- Problem statement: Write the next portion of the recollection about the Air Champ 200 crystal radio that appears below, starting immediately after its final sentence.

[start of Selected excerpt]

You might ask, why would a radio be elusive? I can still remember Christmas 1950, and the thrill I got when I opened a box and saw a radio. With the help of my father, I built the radio and was able to do all sorts of things with it.
One thing that stands out the most was when I put the radio in an old Army leather field telephone enclosure. I mounted this to my bicycle and using an old metal fly rod as an antenna, I'd ride my bicycle down the street listening to local radio stations.
One day, during summer vacation from school, I loaded up my radio on my bicycle and went to the playground to show it off. When I rode up with earphones on and a tall looking whip antenna mounted on my bike, I was an instant hit. Everyone wanted to know what it was and wanted to listen to the radio because they were amazed that you could listen to a radio on a bike. This was a great experience for me and one that has fond memories.
Up until a couple of months ago, I had no idea what the radio was and there was no one to ask because both of my parents are deceased. Then, after 63 years of wondering about it, just by chance, I found a link on an antique forum describing the exact radio that was given to me when I was 11 years old!
It turned out to be an Air Champ 200, and since then I have been scouring the Internet, trying to find out anything else about it. I eventually found enough information to build an authentic replica of the Air Champ 200, and that's what this article is about.
Radio, back in the 1950s, was still magic to most people. The simple crystal radio was the beginning of a radio experience for most hams. When asked what got them into amateur radio, the answer usually is " my first crystal set."
So why have I been trying so hard to find the Air Champ 200? I have read stories of people that experienced major events in their younger life that left an indelible mark in their memory, and when they get older and have the means and knowledge to recreate the original experience they go ahead and do it.
I have read countless stories where people have gone to the extreme and duplicated every part of an original station. One person, writing for a ham magazine, duplicated the tube transmitter, tube receiver, the hand key, and found the exact same table the original Novice station sat upon. The room and the exact same wall paper and QSL cards shown in his original picture.
All of this is why I have built an exact clone of the Air Champ 200. For a boy of 11-years-old, when the radio worked the first time, it was an unforgettable accomplishment.
The Air Champ Company
The company that created the Champ 200 was founded by Mr. Frank Cavolina. I had the pleasure of exchanging several emails from Mike Cavolina, the son of the founder of the Air Champ Company. The company started in business around 1949-1950. Mr. Cavolina saw a need to gather the parts for the kits and produce them, and his whole family helped.

[end of Selected excerpt]
[start of Dataset rows]

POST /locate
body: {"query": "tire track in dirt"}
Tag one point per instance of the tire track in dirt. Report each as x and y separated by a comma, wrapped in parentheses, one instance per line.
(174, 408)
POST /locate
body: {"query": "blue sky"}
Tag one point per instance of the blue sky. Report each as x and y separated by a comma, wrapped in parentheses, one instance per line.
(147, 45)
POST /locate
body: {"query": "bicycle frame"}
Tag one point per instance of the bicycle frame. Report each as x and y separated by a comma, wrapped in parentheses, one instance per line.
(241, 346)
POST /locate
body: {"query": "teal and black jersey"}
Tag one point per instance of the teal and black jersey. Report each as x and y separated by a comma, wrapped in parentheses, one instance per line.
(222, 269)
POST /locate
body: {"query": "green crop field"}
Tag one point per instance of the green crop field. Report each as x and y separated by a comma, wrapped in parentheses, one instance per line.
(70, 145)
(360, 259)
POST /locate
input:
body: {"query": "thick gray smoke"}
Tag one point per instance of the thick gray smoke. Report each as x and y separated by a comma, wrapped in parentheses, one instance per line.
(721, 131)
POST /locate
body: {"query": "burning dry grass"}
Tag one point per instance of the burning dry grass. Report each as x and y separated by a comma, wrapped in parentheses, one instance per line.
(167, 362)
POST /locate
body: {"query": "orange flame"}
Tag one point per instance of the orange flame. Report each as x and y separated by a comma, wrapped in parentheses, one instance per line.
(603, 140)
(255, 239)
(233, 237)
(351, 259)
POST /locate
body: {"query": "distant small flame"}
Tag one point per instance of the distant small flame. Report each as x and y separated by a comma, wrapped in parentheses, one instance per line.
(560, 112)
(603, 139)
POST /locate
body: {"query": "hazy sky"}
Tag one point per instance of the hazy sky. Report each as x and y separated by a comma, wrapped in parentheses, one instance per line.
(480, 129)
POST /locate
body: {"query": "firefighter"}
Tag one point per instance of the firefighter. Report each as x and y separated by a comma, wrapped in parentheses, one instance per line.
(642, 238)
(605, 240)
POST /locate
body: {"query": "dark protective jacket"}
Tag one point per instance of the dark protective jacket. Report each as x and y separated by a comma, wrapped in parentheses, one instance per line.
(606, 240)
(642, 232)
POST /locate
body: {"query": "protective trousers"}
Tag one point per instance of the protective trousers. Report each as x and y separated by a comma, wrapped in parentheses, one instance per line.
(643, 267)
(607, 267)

[end of Dataset rows]

- Written answer:
Mike Cavolina, and his brother Larry, were featured in original magazine advertisements for many of the Air Champ products. Their factory was located at 577 East 156th Street, New York 55, New York. In 1961, Aurora Radio bought the Air Champ Company and Mr. Cavolina stayed on as VP of Manufacturing until 1971.
Mr. Cavolina is still alive and well under the care of his daughter Jane. Both companies did extremely well after becoming involved with the Boy Scouts of America.
They offered several kits so that a young Scout could earn the radio merit badge. The kits made it simple for young people to try building their first amazing, working radio. When I found out how this was a Boy Scout radio and that Air Champ had quite a few different kits offered as Scout radios, I was surprised. They were sold by most major stores, such as Sears and Montgomery Ward, in the Boy Scout department.
The kits made it easy to have all parts on hand, otherwise, a builder would need to find parts from different sources. Air Champ Made Several Kits In 1950, the crystal set sold for $2.95 . Included in the kit was the tuning coil, some earphone wire, and step-by-step instructions.
Their one-tube AM radio kit was called the "Air Champ 100" for the standard broadcast band sold for $7.95. It could receive local and distant stations and was powered by dry cell batteries.
The complete kit contained an earphone, one tube, and the outer cardboard carton was cut up to make an attractive, portable box cabinet.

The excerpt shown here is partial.